◆ Supplied text:
———

Icariside II

Chronic asthma features persistent airway inflammation, airway hyper-responsiveness, and structural remodeling. Macrophages, especially alternatively activated M2 cells, are key drivers of type-2 immunity and fibrosis. Icariside II (ICAII), a flavonoid from Epimedium, exhibits known anti-inflammatory properties, but its precise immunomodulatory effects on M2 macrophages in asthma remain elusive.

This work sought to evaluate the potential therapeutic role of ICAII using a mouse model that mimics chronic asthma and define the underlying mechanisms, with emphasis on macrophage polarization and immune-mediated tissue remodeling.

Chronic asthma was established in BALB/c mice through ovalbumin (OVA) sensitization and repeated exposure, followed by ICAII administration at various doses. Pulmonary function tests, histological analyses, ELISA, flow cytometry, and immunohistochemistry were employed to assess inflammation, airway remodeling, and macrophage polarization. In vitro experiments using RAW264.7 and MHS macrophage lines further investigated ICAII's impact on M2 differentiation. Transcriptome sequencing, network pharmacology, molecular docking analyses, and validation were integrated to identify key regulatory pathways.

———

◆ Material provided:
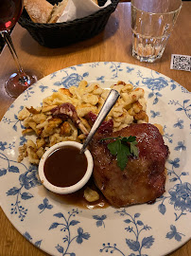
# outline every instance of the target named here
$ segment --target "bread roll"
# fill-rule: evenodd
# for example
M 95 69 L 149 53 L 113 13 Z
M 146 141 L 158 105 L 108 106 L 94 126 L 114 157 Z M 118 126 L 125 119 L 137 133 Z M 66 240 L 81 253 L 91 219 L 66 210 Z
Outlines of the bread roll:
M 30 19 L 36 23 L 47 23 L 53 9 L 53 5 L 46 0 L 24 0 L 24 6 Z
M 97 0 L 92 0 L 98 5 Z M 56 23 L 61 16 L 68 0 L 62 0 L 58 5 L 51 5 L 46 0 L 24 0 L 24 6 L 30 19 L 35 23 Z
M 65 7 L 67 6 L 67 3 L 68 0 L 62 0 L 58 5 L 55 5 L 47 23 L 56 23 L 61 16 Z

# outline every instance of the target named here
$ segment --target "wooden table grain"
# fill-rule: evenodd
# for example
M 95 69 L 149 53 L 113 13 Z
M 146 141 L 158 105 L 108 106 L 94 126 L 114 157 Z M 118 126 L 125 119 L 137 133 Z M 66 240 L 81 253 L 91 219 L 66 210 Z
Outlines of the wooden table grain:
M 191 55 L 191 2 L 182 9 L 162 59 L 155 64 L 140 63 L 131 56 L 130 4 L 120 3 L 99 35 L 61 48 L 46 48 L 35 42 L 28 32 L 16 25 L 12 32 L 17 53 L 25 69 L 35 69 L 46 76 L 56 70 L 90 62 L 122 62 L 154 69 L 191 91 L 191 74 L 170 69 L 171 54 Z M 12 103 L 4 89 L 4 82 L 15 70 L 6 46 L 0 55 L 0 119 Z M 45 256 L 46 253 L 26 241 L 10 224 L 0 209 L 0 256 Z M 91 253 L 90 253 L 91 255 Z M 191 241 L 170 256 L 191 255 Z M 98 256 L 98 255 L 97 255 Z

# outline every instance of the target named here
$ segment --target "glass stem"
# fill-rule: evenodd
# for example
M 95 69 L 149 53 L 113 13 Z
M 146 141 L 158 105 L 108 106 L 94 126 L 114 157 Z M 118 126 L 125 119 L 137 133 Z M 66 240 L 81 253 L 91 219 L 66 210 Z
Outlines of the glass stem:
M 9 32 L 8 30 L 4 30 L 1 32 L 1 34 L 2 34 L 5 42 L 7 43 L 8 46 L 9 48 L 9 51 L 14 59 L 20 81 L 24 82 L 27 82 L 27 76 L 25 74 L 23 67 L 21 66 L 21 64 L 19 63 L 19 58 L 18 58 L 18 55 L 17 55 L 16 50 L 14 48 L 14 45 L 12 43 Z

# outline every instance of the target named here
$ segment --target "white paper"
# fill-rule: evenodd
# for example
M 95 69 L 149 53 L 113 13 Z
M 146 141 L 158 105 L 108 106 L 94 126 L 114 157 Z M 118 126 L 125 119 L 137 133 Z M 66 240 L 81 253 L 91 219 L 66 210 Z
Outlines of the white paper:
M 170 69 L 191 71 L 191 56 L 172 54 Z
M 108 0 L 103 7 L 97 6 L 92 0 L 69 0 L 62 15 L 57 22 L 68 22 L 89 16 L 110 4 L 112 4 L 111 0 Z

———

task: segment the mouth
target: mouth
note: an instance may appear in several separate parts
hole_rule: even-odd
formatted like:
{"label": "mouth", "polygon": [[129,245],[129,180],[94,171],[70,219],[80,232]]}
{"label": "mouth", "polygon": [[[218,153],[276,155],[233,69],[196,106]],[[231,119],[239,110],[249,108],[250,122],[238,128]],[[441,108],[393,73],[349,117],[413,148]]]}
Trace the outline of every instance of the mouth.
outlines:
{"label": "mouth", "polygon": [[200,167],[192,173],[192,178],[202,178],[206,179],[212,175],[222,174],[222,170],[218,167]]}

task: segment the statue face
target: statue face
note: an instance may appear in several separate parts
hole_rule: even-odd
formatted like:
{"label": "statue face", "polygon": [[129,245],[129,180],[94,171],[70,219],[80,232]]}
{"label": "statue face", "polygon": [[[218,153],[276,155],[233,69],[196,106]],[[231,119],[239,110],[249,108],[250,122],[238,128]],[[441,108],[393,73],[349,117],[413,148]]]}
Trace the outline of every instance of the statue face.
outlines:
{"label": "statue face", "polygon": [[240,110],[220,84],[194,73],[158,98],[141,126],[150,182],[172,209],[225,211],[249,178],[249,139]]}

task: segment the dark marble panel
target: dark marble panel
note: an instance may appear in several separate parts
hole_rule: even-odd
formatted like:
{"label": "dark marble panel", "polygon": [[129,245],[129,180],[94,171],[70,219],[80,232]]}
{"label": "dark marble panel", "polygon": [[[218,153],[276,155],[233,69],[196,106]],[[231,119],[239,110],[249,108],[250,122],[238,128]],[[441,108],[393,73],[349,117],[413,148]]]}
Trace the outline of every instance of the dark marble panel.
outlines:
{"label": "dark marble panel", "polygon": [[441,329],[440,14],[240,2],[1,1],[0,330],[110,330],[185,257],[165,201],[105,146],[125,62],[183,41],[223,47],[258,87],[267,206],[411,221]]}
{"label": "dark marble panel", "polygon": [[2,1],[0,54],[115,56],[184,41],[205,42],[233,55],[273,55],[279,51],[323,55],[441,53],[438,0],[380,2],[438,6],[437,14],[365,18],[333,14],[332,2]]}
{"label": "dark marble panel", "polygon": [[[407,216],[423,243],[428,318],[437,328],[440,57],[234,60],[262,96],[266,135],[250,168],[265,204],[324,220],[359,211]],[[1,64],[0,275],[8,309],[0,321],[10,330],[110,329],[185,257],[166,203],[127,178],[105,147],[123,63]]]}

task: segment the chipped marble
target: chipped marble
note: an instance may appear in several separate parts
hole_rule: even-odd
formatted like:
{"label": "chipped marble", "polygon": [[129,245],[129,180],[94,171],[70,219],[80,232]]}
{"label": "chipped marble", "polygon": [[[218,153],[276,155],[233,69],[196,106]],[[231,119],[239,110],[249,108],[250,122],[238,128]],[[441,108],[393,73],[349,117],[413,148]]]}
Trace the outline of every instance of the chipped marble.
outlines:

———

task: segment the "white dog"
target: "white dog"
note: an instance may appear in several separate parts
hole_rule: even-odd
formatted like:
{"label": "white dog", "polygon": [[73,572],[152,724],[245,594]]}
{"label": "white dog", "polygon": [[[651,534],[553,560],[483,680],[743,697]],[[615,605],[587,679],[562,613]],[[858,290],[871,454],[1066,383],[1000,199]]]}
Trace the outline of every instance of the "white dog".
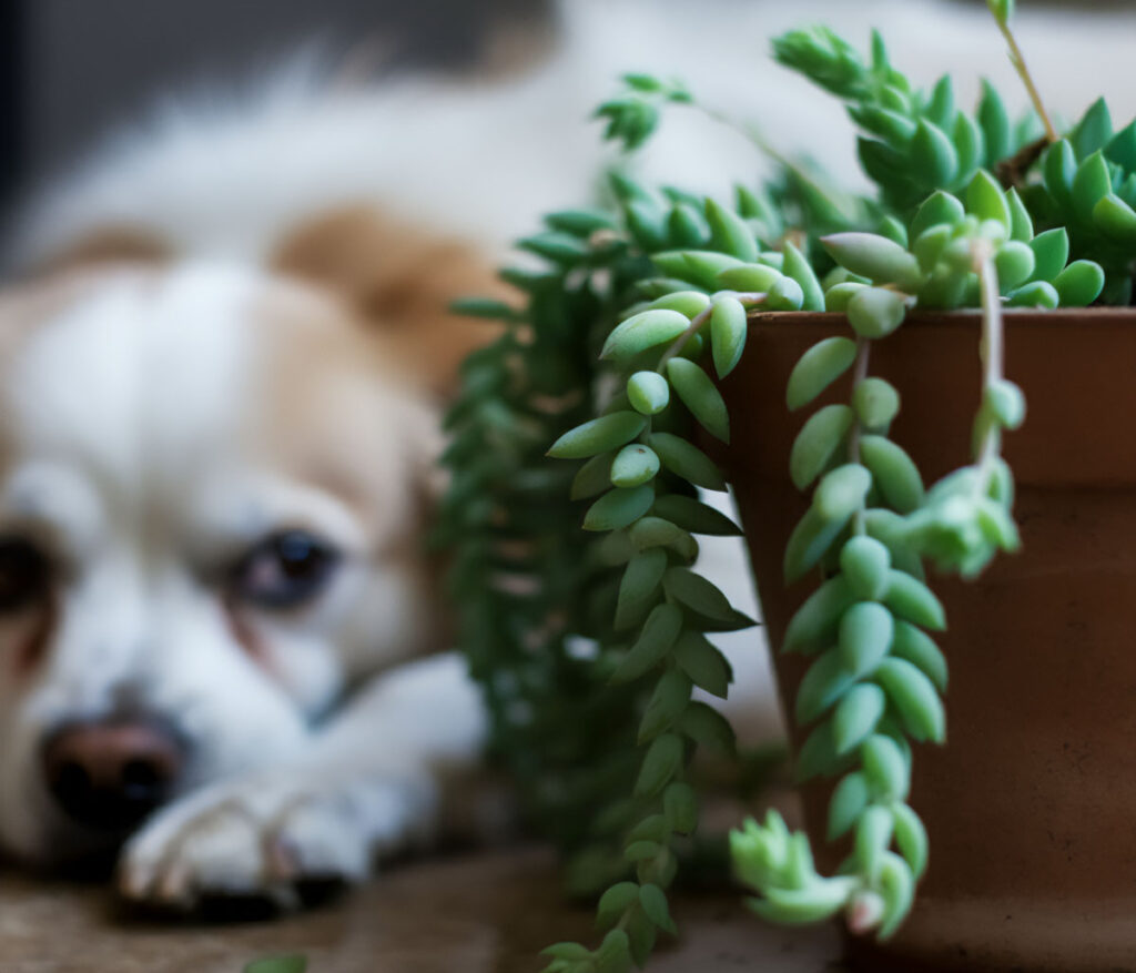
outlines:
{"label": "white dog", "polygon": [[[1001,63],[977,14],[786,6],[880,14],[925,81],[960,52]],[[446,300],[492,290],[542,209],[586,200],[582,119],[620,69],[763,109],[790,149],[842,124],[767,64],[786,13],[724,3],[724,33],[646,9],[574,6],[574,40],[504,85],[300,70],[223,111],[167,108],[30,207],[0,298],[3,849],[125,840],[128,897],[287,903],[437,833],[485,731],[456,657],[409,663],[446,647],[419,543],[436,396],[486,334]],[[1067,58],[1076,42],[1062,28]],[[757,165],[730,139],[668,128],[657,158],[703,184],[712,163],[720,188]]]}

———

◆ Things to do:
**A)** Using the Icariside II text, answer these:
(i) Which mouse strain was used to establish chronic asthma?
(ii) From what plant does the flavonoid ICAII come?
(iii) Which two macrophage lines were used in the in vitro experiments?
**B)** Retype part of the Icariside II text word for word, beginning at the words "Chronic asthma features" and stopping after "immune-mediated tissue remodeling.".
**C)** Extend the Icariside II text, starting right after its final sentence.
The entries were drawn from a different source than the Icariside II text.

◆ Results by task:
**A)**
(i) BALB/c mice
(ii) Epimedium
(iii) RAW264.7 and MHS

**B)**
Chronic asthma features persistent airway inflammation, airway hyper-responsiveness, and structural remodeling. Macrophages, especially alternatively activated M2 cells, are key drivers of type-2 immunity and fibrosis. Icariside II (ICAII), a flavonoid from Epimedium, exhibits known anti-inflammatory properties, but its precise immunomodulatory effects on M2 macrophages in asthma remain elusive.

This work sought to evaluate the potential therapeutic role of ICAII using a mouse model that mimics chronic asthma and define the underlying mechanisms, with emphasis on macrophage polarization and immune-mediated tissue remodeling.

**C)**
ICAII improved airway resistance and compliance, alleviated inflammatory infiltration and collagen deposition, and lowered Th2 cytokines, serum IgE, and pro-fibrotic markers, with the most pronounced effects observed at 40 mg/kg. In vivo, ICAII suppressed M2 macrophage accumulation, and in vitro, it inhibited M2 differentiation, while with a divergent impact on M1 marker expression. Network pharmacology and molecular docking predicted a moderate affinity interaction between ICAII and SIRT1, which was experimentally confirmed by SPR and enzymatic activity assays. Combined with transcriptomic and pharmacological analyses, these results identified the SIRT1/NLRP3 and TGF-β/Smad3/VEGF axes as principal pathways mediating the protective effects of ICAII against chronic asthma. Specifically, the SIRT1/NLRP3 axis refers to Sirtuin1 (SIRT1)-mediated suppression of NLR family pyrin domain containing 3 (NLRP3) inflammasome activation, whereas the TGF-β/Smad3/VEGF axis represents a transforming growth factor beta-driven profibrotic signaling cascade associated with vascular endothelial growth factor. Mechanistically, ICAII enhanced SIRT1 activity, suppressed NLRP3 inflammasome-associated inflammation, and inhibited the profibrotic TGF-β/Smad3 signaling cascade and its remodeling-associated downstream effector VEGF, thereby restraining M2 macrophage polarization and tissue remodeling.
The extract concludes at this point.